Excerpt to read:
◇ ◇ ◇ ◇ ◇ ◇ ◇
Where are all the Violent Muslims?


With so much unsubstantiated verbiage over the past decade – especially over the past few weeks – about Islam’s inherent incompatibility with world peace, one thing is almost always forgotten: not only has every major Muslim political and religious leader across the globe publicly denounced al Qaeda (an organization whose leaders lack any formal religious training), but more importantly, Muslims – in their vast, overwhelming majority — have rejected al Qaeda’s call for global Jihad. More than just the logistic and military dismantling of al Qaeda by the hands of the U.S., al Qaeda has suffered a devastating moral defeat by failing to rally the faithful.

Just consider the basic numbers. There are over 1.5 billion Muslims spread across the globe. If Islam really required militant Jihad – as Newt would have us to believe — we would be powerless in the face of the carnage. So where are the billions of suicide bombers? Where is violent Islam? The fact of the matter is that the world is not in dire need of “moderate” Muslims because it is already filled with them. While at the onset of the wars in Afghanistan and Iraq, the U.S. was concerned with how the Arab Street would react, the Arab Street never radicalized. It never even showed up. The European Street was more antagonized and vocal than anyone else. There were no mass uprisings in Casablanca, Cairo, Amman, Damascus or Jakarta.

Nevertheless, we love to point at the hordes of Muslims – arms raised and enraged – protesting a Danish cartoon or some other matter we believe they should “rise above” and get the joke. But these headlined few are no more representative of the masses than those Americans who show up to protest the Ground Zero Mosque or to burn the Koran. (Ironically, it looks like Muslims aren’t the only ones without a sense of humor: the French government asked for an apology from the Iranian government when an Iranian newspaper slurred Madame Sarkozy, and the Spanish opposition party, the Partido Popular, demanded that the Spanish government seek a similar apology from Morocco when a group of Moroccan citizens held up posters mocking female Spanish policy officers.  Should the Danish government have been required to apologize for the free speech of its citizens when they poked fun at Islam? Should the U.S. government apologize for South Park or for a radical Floridian?)

Of course, there is violence in Iraq, Afghanistan, and Pakistan. That is not only expected in any war torn nation invaded and occupied by a foreign power, but it is what has always happened throughout history (you can imagine Americans, Second Amendment in hand, acting accordingly under similar circumstances). Just ask Dick Cheney in 1994 why Bush 41 decided against invading Iraq. As Graham Fuller explains, the tensions in the Middle East would persist even if Islam didn’t exist. For example, there is no history of suicide bombings in the Middle East prior to the Palestinian/Israel conflict, regardless of hundreds of years of Islam. Remember that one of the first Palestinian terrorists was a Christian, Arafat’s PLO was not a religious movement, and Hamas has emerged as other forms of violent Palestinian nationalism have failed.
◇ ◇ ◇ ◇ ◇ ◇ ◇
Data rows:
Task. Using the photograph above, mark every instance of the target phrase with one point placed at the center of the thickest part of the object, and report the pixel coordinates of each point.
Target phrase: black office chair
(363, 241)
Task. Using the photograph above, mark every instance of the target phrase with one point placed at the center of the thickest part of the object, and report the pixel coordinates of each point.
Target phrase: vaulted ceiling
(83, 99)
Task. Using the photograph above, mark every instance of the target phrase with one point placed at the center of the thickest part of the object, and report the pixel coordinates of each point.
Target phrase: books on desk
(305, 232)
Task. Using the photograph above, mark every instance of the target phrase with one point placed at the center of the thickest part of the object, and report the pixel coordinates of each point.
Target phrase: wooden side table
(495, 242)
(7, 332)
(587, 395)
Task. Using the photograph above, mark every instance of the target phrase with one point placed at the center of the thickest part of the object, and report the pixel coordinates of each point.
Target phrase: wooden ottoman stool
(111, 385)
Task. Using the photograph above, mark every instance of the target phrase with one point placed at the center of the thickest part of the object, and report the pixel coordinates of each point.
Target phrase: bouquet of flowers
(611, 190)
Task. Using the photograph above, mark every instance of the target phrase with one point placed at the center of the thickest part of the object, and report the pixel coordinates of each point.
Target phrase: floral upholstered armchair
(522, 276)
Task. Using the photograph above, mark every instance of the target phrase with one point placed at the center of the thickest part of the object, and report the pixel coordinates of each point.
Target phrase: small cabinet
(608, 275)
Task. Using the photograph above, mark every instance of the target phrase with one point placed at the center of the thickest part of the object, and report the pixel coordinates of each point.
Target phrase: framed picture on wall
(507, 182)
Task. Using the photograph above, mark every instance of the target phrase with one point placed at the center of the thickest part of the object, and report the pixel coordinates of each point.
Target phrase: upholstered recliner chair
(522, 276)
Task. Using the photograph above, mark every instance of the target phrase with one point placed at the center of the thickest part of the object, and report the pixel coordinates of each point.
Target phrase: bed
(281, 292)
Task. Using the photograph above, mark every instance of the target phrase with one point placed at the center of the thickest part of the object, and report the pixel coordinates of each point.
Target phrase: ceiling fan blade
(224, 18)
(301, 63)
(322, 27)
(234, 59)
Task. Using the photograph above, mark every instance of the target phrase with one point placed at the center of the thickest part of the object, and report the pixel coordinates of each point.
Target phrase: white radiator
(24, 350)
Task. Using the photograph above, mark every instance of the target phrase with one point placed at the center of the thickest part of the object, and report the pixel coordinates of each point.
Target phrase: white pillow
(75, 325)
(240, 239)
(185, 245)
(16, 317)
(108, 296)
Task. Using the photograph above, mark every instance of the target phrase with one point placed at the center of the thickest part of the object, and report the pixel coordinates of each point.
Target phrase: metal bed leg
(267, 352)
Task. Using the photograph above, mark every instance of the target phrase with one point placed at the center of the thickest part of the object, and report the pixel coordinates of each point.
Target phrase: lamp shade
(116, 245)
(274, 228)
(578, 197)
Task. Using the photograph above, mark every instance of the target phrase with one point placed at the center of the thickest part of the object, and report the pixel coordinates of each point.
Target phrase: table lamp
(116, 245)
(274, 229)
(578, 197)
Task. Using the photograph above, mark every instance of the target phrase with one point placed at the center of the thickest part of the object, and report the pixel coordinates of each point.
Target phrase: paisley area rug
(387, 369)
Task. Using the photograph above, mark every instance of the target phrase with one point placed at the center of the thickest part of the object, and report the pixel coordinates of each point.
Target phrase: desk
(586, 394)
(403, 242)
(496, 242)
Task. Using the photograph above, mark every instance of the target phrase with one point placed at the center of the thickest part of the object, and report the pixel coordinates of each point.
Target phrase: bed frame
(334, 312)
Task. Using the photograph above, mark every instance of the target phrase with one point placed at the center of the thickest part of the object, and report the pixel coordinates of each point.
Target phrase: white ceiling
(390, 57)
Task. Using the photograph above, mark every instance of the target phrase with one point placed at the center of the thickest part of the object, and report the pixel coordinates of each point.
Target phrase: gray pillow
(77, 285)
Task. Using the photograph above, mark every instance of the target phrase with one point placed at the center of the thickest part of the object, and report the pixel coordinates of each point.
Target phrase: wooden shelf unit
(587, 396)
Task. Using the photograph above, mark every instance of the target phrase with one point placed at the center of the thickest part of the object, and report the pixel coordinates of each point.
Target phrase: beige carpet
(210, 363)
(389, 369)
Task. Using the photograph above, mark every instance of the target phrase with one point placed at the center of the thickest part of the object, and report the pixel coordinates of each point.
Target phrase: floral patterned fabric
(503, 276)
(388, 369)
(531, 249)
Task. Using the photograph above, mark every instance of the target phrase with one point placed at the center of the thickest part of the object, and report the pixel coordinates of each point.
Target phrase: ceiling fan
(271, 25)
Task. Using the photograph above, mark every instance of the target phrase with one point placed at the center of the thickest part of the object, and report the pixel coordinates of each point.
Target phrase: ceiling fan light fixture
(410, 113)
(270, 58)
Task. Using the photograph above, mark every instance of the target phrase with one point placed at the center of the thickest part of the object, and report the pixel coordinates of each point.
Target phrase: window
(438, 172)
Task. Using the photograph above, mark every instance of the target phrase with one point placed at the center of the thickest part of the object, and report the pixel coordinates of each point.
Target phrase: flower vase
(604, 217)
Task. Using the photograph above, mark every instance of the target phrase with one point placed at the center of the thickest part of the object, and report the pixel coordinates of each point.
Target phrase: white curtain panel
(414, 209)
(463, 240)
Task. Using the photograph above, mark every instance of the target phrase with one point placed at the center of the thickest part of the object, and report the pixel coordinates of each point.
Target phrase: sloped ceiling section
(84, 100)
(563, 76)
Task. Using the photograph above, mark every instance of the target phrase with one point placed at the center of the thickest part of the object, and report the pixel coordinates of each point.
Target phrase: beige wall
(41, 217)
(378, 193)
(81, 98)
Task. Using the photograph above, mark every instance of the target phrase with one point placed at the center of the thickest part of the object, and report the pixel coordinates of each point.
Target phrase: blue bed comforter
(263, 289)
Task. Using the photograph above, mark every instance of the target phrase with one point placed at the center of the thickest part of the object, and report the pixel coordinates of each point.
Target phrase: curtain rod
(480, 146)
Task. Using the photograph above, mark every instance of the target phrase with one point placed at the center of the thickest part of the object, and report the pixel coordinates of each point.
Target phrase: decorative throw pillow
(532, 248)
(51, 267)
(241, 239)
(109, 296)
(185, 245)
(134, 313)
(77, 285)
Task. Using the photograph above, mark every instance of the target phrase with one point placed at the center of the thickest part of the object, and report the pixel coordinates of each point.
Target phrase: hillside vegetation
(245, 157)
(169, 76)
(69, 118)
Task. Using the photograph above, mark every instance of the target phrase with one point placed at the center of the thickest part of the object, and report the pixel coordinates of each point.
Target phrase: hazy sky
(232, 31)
◇ ◇ ◇ ◇ ◇ ◇ ◇
Problems and tasks:
(a) Extract each line of the listing that contains the string "upholstered", treating uppercase and lowercase letters as distinct.
(b) Carry on the article "Where are all the Violent Muslims?" from the point at which it ends.
The article and the listing are independent of each other.

Exercise responses:
(a)
Target phrase: floral upholstered armchair
Target phrase: upholstered recliner chair

(b)
But viewed from outer space, one may reasonably come up with the conclusion that Democracy – based solely on the actions of the United States over the past decade – is an inherently violent ideology. Consider that after a low tech terrorist attack by twenty fanatics mainly from Saudi Arabia – having received training in Europe, Florida, and Afghanistan – murdering over 4000 Americans, the United States – with its now heavily military dependent economy – disproportionately responded with the largest military expenditure in the history of mankind, spending more resources than it had during the Cold War against the nuclear armed Soviet Union, passed draconian legislation to curtail the rights of American citizens, built a Top Secret Security State, implemented an illegal rendition, detention and torture regime (above the law and beyond judicial review), attacked and occupied various Muslim countries (and in the case of Iraq on unquestionably false pretenses), directly causing the deaths of hundreds of thousands of people and displacing a few million more, and even after largely dismantling al Qaeda in the region in the early 200os, we continue to fight on in full force – all with the support, encouragement and cheerleading of the American people, politicians and press. And you have to wonder who is violent in this world?

Go to any European or Muslim country, turn on the TV, and there are no talking-heads, security experts, military officers, and politicians promoting air strikes, drones, surges, justifying torture, and rationalizing civilian casualties. In that we are unique and exceptional. We are the only ones who worship the warrior state, with our daily dose of pundits, politicians, and experts – none of whom actually go to battle themselves (not Cheney, W. Bush, Obama, David Brooks, Tom Friedman, Bill Kristol, etc) – advocating for more and more war. Just today, the news reported record levels of drone strikes in Pakistan – those would be the non-combatant, non-uniformed, non-military covert CIA drones.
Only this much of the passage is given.